Data for the task →
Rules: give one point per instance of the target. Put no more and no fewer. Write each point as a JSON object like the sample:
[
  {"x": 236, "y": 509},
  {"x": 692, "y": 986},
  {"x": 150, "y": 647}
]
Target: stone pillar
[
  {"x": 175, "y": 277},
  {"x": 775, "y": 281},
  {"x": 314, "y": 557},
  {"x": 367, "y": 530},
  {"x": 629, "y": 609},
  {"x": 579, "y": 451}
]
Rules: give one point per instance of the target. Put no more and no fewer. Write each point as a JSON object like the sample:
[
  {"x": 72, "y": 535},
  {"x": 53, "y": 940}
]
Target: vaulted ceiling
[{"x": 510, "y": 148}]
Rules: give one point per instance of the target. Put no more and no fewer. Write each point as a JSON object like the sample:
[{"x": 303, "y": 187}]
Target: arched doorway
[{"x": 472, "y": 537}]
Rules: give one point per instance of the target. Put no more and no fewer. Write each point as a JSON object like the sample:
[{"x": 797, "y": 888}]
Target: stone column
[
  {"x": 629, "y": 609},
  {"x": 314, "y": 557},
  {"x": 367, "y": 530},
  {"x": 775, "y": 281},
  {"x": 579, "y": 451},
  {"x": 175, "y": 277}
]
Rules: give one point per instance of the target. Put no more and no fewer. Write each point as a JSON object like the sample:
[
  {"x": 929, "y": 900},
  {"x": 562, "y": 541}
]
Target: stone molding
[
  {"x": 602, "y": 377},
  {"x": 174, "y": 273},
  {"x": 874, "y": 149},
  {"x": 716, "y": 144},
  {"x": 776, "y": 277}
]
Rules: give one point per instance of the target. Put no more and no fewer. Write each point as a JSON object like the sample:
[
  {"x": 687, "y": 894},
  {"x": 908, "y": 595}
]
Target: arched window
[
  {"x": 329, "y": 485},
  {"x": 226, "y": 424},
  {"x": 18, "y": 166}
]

What this task involves →
Find every line in the material above that contains the word "arched" and copy each of those lines. Case matters.

Output →
Target: arched doorway
Target: arched window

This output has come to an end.